### Data in this exercise

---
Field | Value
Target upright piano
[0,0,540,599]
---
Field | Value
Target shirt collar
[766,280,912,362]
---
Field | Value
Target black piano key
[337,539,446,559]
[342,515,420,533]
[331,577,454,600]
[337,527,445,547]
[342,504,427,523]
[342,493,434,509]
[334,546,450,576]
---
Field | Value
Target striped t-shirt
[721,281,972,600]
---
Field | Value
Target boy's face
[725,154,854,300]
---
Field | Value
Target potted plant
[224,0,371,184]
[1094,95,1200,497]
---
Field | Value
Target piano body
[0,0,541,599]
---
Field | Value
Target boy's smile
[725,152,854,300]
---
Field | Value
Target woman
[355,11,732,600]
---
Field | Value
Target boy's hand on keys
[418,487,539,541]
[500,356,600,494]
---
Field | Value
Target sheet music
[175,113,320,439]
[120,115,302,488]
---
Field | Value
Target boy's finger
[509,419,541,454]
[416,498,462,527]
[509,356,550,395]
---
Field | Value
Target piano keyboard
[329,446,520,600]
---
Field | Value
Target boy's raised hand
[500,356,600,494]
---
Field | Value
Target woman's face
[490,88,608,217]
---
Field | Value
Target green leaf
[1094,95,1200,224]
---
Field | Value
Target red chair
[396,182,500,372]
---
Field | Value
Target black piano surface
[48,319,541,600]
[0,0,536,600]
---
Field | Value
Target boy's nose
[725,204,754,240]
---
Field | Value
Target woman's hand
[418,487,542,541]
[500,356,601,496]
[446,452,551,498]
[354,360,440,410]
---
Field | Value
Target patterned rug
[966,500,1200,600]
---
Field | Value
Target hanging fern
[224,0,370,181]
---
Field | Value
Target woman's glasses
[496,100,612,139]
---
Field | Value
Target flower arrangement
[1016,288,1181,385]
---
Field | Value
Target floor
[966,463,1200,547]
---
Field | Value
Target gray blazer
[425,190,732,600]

######

Directions >>
Count the lines of the records above that contain the string "hand", treating uppercase and lowercase as different. Give only the number.

Completed task >>
3